▸ Task goal:
The following entries are to be repeated exactly, and the pictures are to be left behind.

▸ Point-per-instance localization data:
╭──
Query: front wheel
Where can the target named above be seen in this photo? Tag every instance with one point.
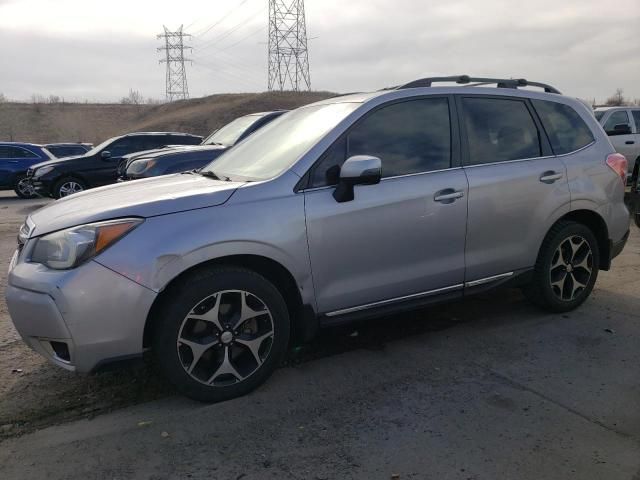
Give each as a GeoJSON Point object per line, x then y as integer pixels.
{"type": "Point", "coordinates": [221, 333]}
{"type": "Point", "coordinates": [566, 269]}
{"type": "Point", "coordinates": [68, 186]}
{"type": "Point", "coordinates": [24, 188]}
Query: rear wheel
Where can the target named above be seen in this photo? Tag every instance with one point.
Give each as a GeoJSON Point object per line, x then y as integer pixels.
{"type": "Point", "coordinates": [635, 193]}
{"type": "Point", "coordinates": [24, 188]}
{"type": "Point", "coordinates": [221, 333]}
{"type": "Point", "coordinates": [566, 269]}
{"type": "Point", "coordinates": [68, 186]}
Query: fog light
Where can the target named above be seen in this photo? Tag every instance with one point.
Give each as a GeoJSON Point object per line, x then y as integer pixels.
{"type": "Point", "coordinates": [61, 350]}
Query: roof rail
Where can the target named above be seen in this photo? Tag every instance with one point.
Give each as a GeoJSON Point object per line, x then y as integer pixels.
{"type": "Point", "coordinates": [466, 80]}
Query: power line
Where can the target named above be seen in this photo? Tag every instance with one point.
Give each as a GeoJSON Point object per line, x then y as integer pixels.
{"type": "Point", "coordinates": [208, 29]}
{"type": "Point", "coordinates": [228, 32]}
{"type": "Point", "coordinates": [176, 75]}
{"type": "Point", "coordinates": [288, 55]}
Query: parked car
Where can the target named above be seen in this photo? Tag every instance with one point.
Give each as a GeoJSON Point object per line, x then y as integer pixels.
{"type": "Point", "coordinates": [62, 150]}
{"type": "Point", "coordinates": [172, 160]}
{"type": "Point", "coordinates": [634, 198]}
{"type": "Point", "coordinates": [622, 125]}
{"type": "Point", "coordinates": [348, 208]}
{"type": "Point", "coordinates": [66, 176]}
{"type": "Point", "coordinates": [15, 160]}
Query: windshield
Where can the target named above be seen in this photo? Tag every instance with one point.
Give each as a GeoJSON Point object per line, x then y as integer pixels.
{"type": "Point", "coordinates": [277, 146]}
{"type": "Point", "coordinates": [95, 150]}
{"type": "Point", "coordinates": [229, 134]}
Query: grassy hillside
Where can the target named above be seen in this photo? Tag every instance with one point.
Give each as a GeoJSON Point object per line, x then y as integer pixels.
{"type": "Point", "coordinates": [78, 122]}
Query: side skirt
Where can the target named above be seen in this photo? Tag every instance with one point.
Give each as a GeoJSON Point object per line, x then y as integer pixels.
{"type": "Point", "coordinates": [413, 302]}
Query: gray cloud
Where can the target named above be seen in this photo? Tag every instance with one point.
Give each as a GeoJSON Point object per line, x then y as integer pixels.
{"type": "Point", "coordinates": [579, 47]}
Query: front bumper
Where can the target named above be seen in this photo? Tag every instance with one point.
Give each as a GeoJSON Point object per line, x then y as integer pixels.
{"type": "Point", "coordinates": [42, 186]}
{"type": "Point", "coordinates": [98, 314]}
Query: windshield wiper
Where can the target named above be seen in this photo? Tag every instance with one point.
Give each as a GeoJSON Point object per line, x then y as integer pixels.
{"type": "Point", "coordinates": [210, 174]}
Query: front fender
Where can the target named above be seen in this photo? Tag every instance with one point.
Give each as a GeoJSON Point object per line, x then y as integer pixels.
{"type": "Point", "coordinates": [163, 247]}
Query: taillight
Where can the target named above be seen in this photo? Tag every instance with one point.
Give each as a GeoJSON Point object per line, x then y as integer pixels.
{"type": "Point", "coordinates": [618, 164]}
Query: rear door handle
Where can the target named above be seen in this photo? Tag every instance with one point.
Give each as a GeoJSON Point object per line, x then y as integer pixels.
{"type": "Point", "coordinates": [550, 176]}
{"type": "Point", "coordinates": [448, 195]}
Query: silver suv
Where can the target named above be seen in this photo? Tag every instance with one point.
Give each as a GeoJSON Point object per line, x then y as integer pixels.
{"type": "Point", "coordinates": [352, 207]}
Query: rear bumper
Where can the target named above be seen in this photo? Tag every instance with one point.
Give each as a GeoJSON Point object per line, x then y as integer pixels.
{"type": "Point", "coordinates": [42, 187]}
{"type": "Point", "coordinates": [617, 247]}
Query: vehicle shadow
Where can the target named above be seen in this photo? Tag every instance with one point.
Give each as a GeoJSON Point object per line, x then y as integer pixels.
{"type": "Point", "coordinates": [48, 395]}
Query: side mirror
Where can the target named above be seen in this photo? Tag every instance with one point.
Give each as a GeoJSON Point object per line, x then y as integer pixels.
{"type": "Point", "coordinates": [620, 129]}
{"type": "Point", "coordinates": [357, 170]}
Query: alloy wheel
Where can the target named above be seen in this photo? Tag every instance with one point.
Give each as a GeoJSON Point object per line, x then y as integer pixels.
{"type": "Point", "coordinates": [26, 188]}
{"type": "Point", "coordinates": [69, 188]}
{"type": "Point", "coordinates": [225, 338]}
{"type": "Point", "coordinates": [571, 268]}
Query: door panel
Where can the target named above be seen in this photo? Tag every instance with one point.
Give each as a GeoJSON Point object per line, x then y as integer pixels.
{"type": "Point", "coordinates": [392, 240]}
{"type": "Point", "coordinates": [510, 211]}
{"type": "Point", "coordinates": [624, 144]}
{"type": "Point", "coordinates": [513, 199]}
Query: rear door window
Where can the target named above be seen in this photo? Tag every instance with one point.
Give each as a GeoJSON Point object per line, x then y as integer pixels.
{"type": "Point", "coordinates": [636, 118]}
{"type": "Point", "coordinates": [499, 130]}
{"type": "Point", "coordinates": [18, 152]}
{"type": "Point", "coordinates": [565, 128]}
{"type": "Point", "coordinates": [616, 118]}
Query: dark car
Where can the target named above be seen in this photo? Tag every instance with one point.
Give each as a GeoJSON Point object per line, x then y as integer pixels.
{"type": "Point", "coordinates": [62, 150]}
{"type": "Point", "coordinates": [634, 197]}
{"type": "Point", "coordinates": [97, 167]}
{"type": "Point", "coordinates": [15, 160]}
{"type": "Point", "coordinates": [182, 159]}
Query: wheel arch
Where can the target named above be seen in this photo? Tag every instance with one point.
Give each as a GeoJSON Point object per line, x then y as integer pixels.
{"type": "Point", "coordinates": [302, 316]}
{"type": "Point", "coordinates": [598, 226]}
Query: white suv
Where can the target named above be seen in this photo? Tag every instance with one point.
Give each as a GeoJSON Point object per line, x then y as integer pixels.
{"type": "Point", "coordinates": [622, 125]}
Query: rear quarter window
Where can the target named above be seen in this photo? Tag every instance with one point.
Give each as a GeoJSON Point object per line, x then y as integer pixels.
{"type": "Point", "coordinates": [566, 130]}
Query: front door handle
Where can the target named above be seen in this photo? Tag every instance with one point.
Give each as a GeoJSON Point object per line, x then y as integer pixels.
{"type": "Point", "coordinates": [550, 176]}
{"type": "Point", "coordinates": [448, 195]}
╰──
▸ Your response:
Query: front wheel
Where can the target named above be seen in this photo? Tag every instance with one point.
Give each as a GeoJSON Point object per line, x then y as integer pixels.
{"type": "Point", "coordinates": [221, 333]}
{"type": "Point", "coordinates": [566, 269]}
{"type": "Point", "coordinates": [68, 186]}
{"type": "Point", "coordinates": [24, 188]}
Query: rear wheel
Where can the target named above be seen in this photo? Tag every instance with one point.
Give each as a GeoJSON Point object per line, x then y as integer pixels.
{"type": "Point", "coordinates": [635, 193]}
{"type": "Point", "coordinates": [24, 188]}
{"type": "Point", "coordinates": [221, 333]}
{"type": "Point", "coordinates": [566, 269]}
{"type": "Point", "coordinates": [68, 186]}
Query: fog light
Where can the target named above be seen in this photo? Tag every instance with one point.
Give each as a GeoJSON Point object per line, x then y as integer pixels.
{"type": "Point", "coordinates": [61, 350]}
Query: roof rail
Where can the target named above be seen in this photo? Tag every instance with one point.
Give each as a GeoJSON Point object per line, x then y as integer pixels.
{"type": "Point", "coordinates": [466, 80]}
Query: power line
Where can the target named above be seen in this photo? Tag every instance with one point.
Give each as a GeoJSON Point object per line, x then y as integer pixels.
{"type": "Point", "coordinates": [208, 29]}
{"type": "Point", "coordinates": [228, 32]}
{"type": "Point", "coordinates": [176, 75]}
{"type": "Point", "coordinates": [288, 55]}
Query: parked car
Where can the target named above be seen in this photo? Tag every instance with one point.
Give each as a GeoJSON Point object per line, x then y as integer pixels.
{"type": "Point", "coordinates": [62, 150]}
{"type": "Point", "coordinates": [172, 160]}
{"type": "Point", "coordinates": [634, 198]}
{"type": "Point", "coordinates": [622, 125]}
{"type": "Point", "coordinates": [348, 208]}
{"type": "Point", "coordinates": [66, 176]}
{"type": "Point", "coordinates": [15, 160]}
Query: windshield
Where can the target named above be seen in this photo? Tag every instance with one point.
Give each as a GeoJSON Point object per line, x then y as integer pixels.
{"type": "Point", "coordinates": [277, 146]}
{"type": "Point", "coordinates": [95, 150]}
{"type": "Point", "coordinates": [229, 134]}
Query: grassy hillside
Where can the target named above be seen in this photo? Tag every instance with one point.
Give each as a GeoJSON Point object per line, x then y as integer pixels.
{"type": "Point", "coordinates": [78, 122]}
Query: side skirt
Where can the target named above be seen in this photo? Tag every instance with one point.
Give each as a GeoJSON Point object per line, x then y as integer pixels.
{"type": "Point", "coordinates": [413, 302]}
Query: gray cloud
Where can the target named above be seen in this photo? Tag every instance with one point.
Give each as a GeoJSON Point object per line, x then y as integer pixels.
{"type": "Point", "coordinates": [579, 47]}
Query: front bumper
Where can the target named above be seen in this photo? Tag every instance with one point.
Give each as a GeoJSON Point object per line, x then y as integer pixels.
{"type": "Point", "coordinates": [42, 186]}
{"type": "Point", "coordinates": [98, 314]}
Query: windshield wiper
Where can the target named above be seen in this photo? Tag every instance with one point.
Give each as a GeoJSON Point object per line, x then y as integer pixels.
{"type": "Point", "coordinates": [210, 174]}
Query: front fender
Where can the target named above be seen in this photo? Tag every instance with one point.
Give each as a GeoJSON Point object per line, x then y as integer pixels.
{"type": "Point", "coordinates": [163, 247]}
Query: taillight
Where can the target named above be seen in this photo? Tag every instance with one point.
Give each as a GeoJSON Point object per line, x then y as integer pixels.
{"type": "Point", "coordinates": [618, 164]}
Query: rear door handle
Where can the target named above be seen in this photo? Tag every instance with one point.
Give each as a GeoJSON Point object per line, x then y as integer pixels.
{"type": "Point", "coordinates": [550, 176]}
{"type": "Point", "coordinates": [448, 195]}
Query: silver suv
Where can the target named above be seen in this photo? Tag every instance with one point.
Give each as a GeoJSON Point object per line, x then y as integer pixels.
{"type": "Point", "coordinates": [352, 207]}
Query: rear bumper
Where can the target named above be seen in this photo? Tag every instance with one point.
Give each as a GeoJSON Point object per line, x then y as integer pixels.
{"type": "Point", "coordinates": [42, 187]}
{"type": "Point", "coordinates": [617, 247]}
Query: vehicle shadow
Where can the target named above be seen in this photo? Tag every instance with one point.
Give each as a GeoJSON Point object per line, x then y as integer pixels.
{"type": "Point", "coordinates": [48, 395]}
Query: side mirror
Where can the target named above be seen in this photo? Tag every instance with one point.
Give each as a GeoJSON Point object per line, x then y as integer pixels.
{"type": "Point", "coordinates": [620, 129]}
{"type": "Point", "coordinates": [357, 170]}
Query: alloy wheel
Where can the target named above be seen in this photo? Tag every instance with one point.
Give each as a GeoJSON Point object per line, x then y as integer pixels.
{"type": "Point", "coordinates": [26, 188]}
{"type": "Point", "coordinates": [69, 188]}
{"type": "Point", "coordinates": [225, 338]}
{"type": "Point", "coordinates": [571, 268]}
Query: door panel
Where can the target named above be seen in this photo? Tag every instance with one point.
Give each as a GeoJSON Point object per line, x then y as integer pixels.
{"type": "Point", "coordinates": [392, 240]}
{"type": "Point", "coordinates": [510, 211]}
{"type": "Point", "coordinates": [624, 144]}
{"type": "Point", "coordinates": [513, 199]}
Query: rear door window
Where can the target named above be seen in this photo? Tag every instance with one point.
Give each as a GeoJSON Point object per line, x then y as integer pixels.
{"type": "Point", "coordinates": [636, 118]}
{"type": "Point", "coordinates": [499, 130]}
{"type": "Point", "coordinates": [18, 152]}
{"type": "Point", "coordinates": [565, 128]}
{"type": "Point", "coordinates": [616, 118]}
Query: dark car
Where can the target named above be seen in this photo? Tag every instance with one point.
Give each as a GeoJSON Point object per line, x then y as integer pixels.
{"type": "Point", "coordinates": [62, 150]}
{"type": "Point", "coordinates": [634, 197]}
{"type": "Point", "coordinates": [97, 167]}
{"type": "Point", "coordinates": [15, 160]}
{"type": "Point", "coordinates": [182, 159]}
Query: wheel arch
Where can the target named above be seen in this photo? Tag every instance with one point.
Give each as a GeoJSON Point object per line, x then y as integer pixels.
{"type": "Point", "coordinates": [302, 316]}
{"type": "Point", "coordinates": [598, 226]}
Query: white suv
Where can the target named above be seen in this photo? Tag every instance with one point.
Give each as a GeoJSON Point object per line, x then y as integer pixels.
{"type": "Point", "coordinates": [622, 125]}
Query: rear quarter window
Where can the target named above be seen in this photo? Tag every instance with one point.
Give each as a GeoJSON Point object per line, x then y as integer pixels.
{"type": "Point", "coordinates": [566, 130]}
Query: front door handle
Where can the target named above be seen in this photo? Tag every instance with one point.
Give each as a GeoJSON Point object per line, x then y as integer pixels.
{"type": "Point", "coordinates": [550, 176]}
{"type": "Point", "coordinates": [448, 195]}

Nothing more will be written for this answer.